■ **THE PROBLEM**
Begin with the line containing "Indicate the smooth" and end with the last line of the data below; return those lines exactly, and only those.

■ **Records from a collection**
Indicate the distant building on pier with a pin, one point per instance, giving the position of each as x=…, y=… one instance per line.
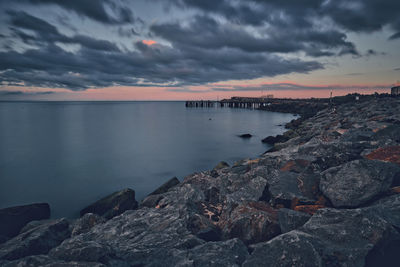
x=396, y=90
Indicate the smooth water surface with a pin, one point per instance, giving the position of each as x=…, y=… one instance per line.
x=70, y=154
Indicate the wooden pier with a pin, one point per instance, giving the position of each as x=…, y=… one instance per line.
x=234, y=102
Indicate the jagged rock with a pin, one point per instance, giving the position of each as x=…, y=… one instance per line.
x=275, y=139
x=166, y=186
x=203, y=228
x=36, y=241
x=251, y=222
x=330, y=238
x=283, y=188
x=43, y=260
x=291, y=249
x=85, y=223
x=357, y=182
x=13, y=219
x=151, y=201
x=290, y=220
x=227, y=253
x=221, y=165
x=113, y=205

■ **RESPONSE AREA**
Indicate the smooth water surface with a pin, one point per instance, giving the position of each as x=…, y=… one instance per line.
x=70, y=154
Indicate the wooden pier with a pin, one point per instance, giving the position of each as x=…, y=… one instance per line.
x=234, y=102
Indicate the jagged rock with a pin, one point per instance, giving the position of each as x=…, y=… one instance per line.
x=275, y=139
x=166, y=186
x=203, y=228
x=36, y=241
x=251, y=222
x=330, y=238
x=283, y=188
x=43, y=260
x=291, y=249
x=85, y=223
x=357, y=182
x=13, y=219
x=151, y=201
x=290, y=220
x=227, y=253
x=221, y=165
x=113, y=205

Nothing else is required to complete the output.